▶ **TEXTABSCHNITT**:
· · · ·

Die Einbeziehung rechtlicher Betreuer/innen im Gesamtplanverfahren ist zum einen in § 117 Abs. 5 SGB IX geregelt. Demnach informiert der Träger der Eingliederungshilfe, sofern im Einzelfall Anhaltspunkte für einen Betreuungsbedarf nach § 1814 Abs. 1 BGB bestehen, analog zu der Regelung für die Teilhabeplanung des § 22 Abs. 5 SGB IX mit Zustimmung der Leistungsberechtigten die zuständige Betreuungsbehörde über die Erstellung des Gesamtplans, soweit dies zur Vermittlung anderer Hilfen, bei denen kein Betreuer bestellt wird, erforderlich ist (BT-Drs. 18/9522: 287).
Rechtliche Betreuer/innen können als gesetzliche Vertreter mit entsprechendem Aufgabenbereich (§ 1815 BGB) von Leistungsberechtigten im Verwaltungsverfahren auftreten, soweit dies erforderlich ist ( § 1821 ABs. 1 BGB). Daneben kann auf Wunsch des Leistungsberechtigten eine weitere Person des Vertrauens am Gesamtplanverfahren teilnehmen (§ 117 Abs. 2 SGB IX n.F.).
BSG, Urteil vom 30.6.2016 – B 8 SO 7/15 R
Zur Abgrenzung der (rechtlichen) Betreuung von der Eingliederungshilfe (Rdnr 21 ff).

· · · ·

▶ **UNTERSUCHTE DATEN**:
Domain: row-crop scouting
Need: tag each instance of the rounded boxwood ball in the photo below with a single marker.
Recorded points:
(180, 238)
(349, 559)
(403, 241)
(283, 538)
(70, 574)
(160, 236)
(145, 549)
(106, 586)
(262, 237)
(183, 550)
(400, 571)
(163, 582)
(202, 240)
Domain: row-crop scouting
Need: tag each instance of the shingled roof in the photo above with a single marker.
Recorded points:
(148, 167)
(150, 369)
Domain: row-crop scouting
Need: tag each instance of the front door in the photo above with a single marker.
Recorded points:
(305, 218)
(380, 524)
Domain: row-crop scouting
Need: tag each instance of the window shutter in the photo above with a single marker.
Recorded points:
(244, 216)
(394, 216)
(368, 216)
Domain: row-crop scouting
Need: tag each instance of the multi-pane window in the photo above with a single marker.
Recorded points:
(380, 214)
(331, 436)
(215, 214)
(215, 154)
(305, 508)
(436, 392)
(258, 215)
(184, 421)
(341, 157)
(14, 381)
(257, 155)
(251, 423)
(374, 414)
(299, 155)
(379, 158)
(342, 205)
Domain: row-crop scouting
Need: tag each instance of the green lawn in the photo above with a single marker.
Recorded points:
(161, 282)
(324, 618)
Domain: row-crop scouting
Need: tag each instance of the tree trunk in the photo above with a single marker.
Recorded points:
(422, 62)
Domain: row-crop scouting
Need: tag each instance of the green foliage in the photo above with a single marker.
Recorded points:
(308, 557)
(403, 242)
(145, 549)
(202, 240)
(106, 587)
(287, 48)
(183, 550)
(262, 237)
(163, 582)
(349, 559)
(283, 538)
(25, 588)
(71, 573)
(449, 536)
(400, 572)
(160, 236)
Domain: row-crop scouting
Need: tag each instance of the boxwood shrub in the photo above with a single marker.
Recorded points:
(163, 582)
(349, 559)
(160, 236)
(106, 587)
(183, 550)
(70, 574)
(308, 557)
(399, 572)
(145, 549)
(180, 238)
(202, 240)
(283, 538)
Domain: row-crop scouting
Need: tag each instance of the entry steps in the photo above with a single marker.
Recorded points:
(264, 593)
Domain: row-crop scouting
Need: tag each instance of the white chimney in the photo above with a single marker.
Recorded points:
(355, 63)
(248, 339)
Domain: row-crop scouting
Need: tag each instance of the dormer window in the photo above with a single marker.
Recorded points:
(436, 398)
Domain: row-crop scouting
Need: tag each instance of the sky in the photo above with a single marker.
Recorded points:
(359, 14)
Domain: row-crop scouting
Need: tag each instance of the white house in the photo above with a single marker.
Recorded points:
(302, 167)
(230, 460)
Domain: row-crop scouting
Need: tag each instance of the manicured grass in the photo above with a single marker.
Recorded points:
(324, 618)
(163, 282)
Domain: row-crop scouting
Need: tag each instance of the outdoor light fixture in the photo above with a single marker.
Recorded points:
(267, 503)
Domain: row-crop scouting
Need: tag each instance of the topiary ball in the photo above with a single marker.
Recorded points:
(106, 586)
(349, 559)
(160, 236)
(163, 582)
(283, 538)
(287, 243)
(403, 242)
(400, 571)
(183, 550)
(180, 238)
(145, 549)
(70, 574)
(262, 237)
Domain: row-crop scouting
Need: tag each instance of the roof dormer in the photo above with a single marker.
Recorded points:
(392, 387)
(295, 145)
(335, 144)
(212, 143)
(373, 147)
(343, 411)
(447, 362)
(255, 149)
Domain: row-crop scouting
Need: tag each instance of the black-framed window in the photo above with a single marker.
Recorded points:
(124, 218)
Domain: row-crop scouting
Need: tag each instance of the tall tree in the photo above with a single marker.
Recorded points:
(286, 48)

· · · ·

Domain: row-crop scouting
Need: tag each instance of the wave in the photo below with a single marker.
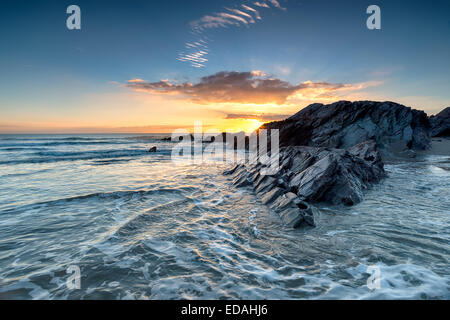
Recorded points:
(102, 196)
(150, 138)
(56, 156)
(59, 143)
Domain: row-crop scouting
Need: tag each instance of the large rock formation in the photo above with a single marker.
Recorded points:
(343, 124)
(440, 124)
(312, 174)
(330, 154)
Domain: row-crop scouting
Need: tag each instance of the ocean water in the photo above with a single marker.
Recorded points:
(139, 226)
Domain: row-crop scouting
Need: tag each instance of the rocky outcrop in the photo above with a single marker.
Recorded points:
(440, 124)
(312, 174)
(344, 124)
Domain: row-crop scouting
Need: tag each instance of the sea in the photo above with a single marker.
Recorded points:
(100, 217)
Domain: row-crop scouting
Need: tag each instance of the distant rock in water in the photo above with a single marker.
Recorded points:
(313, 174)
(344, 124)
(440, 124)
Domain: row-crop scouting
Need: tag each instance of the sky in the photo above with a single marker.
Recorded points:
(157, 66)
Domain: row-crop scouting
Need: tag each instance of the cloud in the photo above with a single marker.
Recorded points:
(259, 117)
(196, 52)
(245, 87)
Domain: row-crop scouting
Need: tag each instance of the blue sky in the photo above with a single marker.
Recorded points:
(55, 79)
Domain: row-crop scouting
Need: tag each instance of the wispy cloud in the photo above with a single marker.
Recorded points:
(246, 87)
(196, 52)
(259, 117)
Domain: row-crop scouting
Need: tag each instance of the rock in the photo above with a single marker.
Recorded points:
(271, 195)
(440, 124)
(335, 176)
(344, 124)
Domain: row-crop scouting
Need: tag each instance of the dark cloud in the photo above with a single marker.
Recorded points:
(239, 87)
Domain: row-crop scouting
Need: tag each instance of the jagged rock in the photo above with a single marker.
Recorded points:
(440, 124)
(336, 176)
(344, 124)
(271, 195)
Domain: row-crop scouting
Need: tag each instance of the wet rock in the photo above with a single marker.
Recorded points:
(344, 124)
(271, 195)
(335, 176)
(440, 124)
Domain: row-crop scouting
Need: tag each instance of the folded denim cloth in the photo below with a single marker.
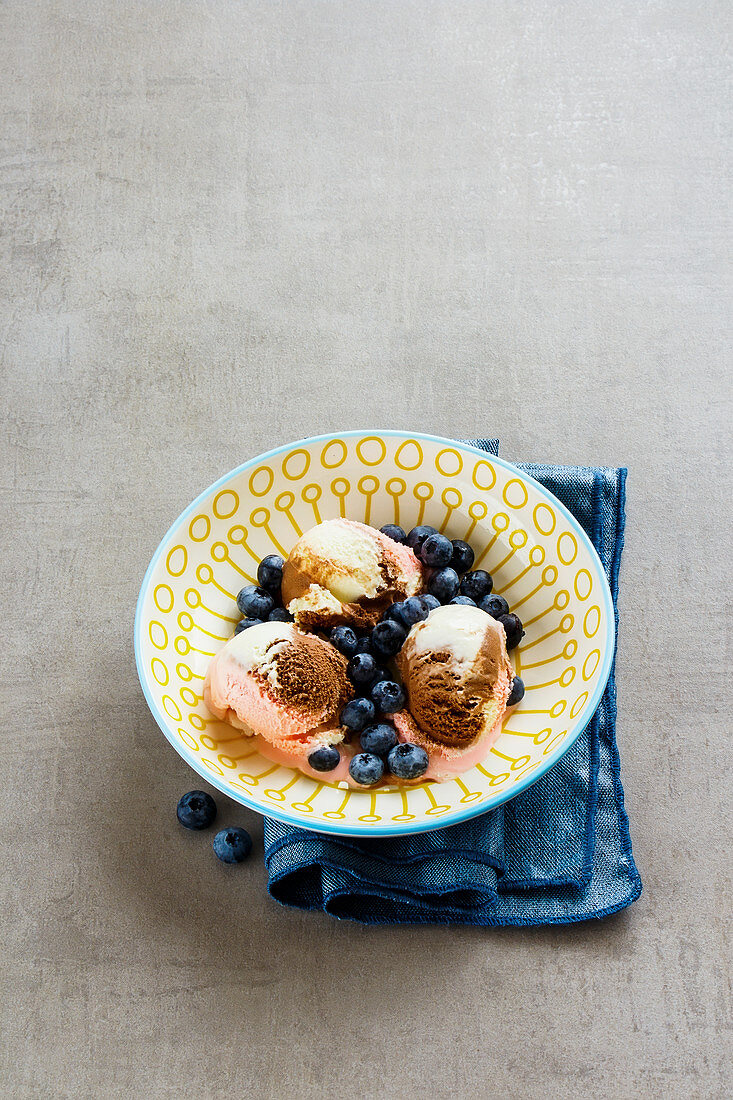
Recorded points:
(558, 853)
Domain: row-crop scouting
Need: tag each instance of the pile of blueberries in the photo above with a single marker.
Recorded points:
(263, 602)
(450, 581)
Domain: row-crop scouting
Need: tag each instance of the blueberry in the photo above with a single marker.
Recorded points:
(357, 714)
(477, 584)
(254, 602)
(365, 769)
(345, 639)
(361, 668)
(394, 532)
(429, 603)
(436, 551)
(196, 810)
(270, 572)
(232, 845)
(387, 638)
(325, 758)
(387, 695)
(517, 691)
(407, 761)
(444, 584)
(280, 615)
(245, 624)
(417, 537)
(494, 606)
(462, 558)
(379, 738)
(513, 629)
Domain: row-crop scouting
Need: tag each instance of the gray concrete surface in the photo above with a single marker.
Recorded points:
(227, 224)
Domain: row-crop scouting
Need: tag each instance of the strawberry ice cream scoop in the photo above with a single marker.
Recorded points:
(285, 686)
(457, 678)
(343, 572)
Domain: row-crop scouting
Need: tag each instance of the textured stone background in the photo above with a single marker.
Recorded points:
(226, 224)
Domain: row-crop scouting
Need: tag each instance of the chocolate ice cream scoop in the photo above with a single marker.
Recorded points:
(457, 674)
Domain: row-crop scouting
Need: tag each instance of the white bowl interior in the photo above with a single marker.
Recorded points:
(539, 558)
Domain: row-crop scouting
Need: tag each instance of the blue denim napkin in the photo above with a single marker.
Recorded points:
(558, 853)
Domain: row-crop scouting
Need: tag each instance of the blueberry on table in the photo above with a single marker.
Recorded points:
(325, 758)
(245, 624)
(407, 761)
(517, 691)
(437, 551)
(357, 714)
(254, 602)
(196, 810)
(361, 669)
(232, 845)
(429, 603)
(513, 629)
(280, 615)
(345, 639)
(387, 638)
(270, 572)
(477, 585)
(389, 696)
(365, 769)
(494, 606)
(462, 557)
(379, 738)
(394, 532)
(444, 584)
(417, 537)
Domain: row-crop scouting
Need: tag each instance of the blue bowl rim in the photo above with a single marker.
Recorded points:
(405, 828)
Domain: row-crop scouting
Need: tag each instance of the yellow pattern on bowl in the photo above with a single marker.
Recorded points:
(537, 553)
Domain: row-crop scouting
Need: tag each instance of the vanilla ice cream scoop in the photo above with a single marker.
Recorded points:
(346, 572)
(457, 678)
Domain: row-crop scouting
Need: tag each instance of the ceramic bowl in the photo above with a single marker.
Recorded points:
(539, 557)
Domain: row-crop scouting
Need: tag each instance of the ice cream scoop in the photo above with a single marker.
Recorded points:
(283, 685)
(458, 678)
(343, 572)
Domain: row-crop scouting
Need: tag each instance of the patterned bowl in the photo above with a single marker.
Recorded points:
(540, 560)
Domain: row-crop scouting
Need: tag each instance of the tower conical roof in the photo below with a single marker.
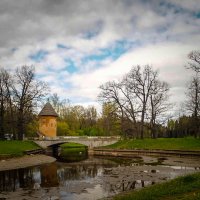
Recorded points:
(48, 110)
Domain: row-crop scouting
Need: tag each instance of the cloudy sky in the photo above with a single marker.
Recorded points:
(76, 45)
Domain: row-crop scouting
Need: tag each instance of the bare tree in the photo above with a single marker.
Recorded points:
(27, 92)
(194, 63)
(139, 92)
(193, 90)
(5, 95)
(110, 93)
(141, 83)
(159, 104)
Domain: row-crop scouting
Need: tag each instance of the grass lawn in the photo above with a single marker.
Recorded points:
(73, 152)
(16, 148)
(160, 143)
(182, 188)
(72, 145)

· · · ·

▶ **AUFGABE**: Nenne alle Vorschriften des SGB IX, die der Textabschnitt weiter oben anführt, jeweils mit Paragraf und Absatz.

▶ **LÖSUNG**: § 117 Abs. 5 SGB IX, § 22 Abs. 5 SGB IX und § 117 Abs. 2 SGB IX n.F.